• _Problem set_:
1. According to the phonology vectors notebook, where can the file "Phonology vectors.txt" be downloaded?
2. Write the next part of the phonology vectors notebook, starting right after its last line of code.

• _Page text_:
=======

In [1]:
import numpy as np
import csv
import random

For code to construct Phonology Vectors, see Parrish (2017):

Parrish, A. (2017, October). Poetic sound similarity vectors using Phonetic Features [Paper presentation]. 
AAAI Conference on Artificial Intelligence and Interactive Digital Entertainment, Snowbird, Utah, USA. https://www.aaai.org/ocs/index.php/AIIDE/AIIDE17/paper/view/15879/15227


You can download the "Phonology vectors.txt" from our OSF page at https://osf.io/6mys9/
This file contains the pre-trained phonology vectors

In [2]:
#load phonology vectors
with open('Phonology vectors.txt', 'r') as f:
    df = f.read()

In [3]:
#convert raw txt file into word list and matrix
df = df.split('\n')
df = [i.strip() for i in df]
word_list = []
word_matrix = []
for i in df:
    array = i.split(' ')
    word_list.append(array[0])
    word_vec = []
    for x in array[1:]:
        word_vec.append(float(x))
    word_matrix.append(word_vec)
word_matrix = np.array(word_matrix, dtype=np.float32)

=======

• _Data rows_:
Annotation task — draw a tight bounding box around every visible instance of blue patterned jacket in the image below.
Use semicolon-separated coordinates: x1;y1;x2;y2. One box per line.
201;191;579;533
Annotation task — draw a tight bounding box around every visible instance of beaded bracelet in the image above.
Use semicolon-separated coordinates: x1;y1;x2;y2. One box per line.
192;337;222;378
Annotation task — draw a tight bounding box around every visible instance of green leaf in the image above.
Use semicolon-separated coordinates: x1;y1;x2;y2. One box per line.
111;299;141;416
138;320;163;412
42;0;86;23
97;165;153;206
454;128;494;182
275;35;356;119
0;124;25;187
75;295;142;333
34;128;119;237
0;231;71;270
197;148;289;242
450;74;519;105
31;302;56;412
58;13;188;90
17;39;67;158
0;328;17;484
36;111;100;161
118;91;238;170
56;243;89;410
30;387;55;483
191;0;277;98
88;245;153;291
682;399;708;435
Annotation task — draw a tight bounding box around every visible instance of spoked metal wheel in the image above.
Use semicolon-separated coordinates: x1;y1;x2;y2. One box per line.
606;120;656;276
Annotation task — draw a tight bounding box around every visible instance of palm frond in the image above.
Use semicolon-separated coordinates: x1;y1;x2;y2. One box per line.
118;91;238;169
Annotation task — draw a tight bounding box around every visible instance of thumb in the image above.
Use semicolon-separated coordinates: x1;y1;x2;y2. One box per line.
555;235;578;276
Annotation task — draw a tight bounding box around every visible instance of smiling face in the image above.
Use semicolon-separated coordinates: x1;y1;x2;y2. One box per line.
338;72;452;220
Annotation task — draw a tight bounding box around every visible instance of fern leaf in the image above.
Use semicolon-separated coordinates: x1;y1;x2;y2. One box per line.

=======

• _Expected answers_:
1. From the OSF page at https://osf.io/6mys9/

2.
In [4]:
# set up word dictionary to index rows of matrix by word
word_dic = {}
for i in range(0, len(word_list)):
    word_dic[word_list[i]] = i

In [5]:
def normalize_vec(vec):
    sq_vec = vec**2
    sum_sq = np.sum(sq_vec)
    mag = np.sqrt(sum_sq)
    normed_vec = vec / mag
    return normed_vec

In [6]:
def normalize_matrix(mat):
    sq_mat = mat**2
    sum_sq = np.sum(sq_mat, axis=1)
    mag = np.sqrt(sum_sq)
    mag[mag == 0] = 1
    normed_mat = np.transpose((np.transpose(mat) / mag))
    return normed_mat

In [7]:
def make_memory(word_list):
    mem_matrix = []
    for i in word_list:
        mem_matrix.append(word_matrix[word_dic[i]])
    mem_matrix = np.array(mem_matrix)
    return mem_matrix

In [8]:
def echo_intensity(probes, memory, tau=3):
    normed_memory = normalize_matrix(memory)
    similarities = probes @ np.transpose(normed_memory)
    if tau == 2:
        activations = similarities*(abs(similarities))
    if tau == 4:
        activations = similarities*(abs(similarities))*similarities*(abs(similarities))
    else:
        activations = similarities**tau
    activations = np.sum(activations, axis=1)
    return activations

In [9]:
import scipy.stats
def r_sq(x, y):
    cor = scipy.stats.pearsonr(x, y)
    return cor[0]**2

def mse(x, y):
    return np.sum((x - y)**2) / len(x)

In [10]:
df = []
with open('Stimuli_Phonological_False_Memory.csv') as f:
    csvreader = csv.reader(f)
    for line in csvreader:
        df.append(line)

In [11]:
df = df[1:]

In [12]:
df_a = df[:10]

In [13]:
df_b = df[10:]

In [14]:
# prepare list a
df_test_list_a = []
for i in df_a:
    for x in i[1:]:
        df_test_list_a.append(x)
for i in df_a:
    df_test_list_a.append(i[0])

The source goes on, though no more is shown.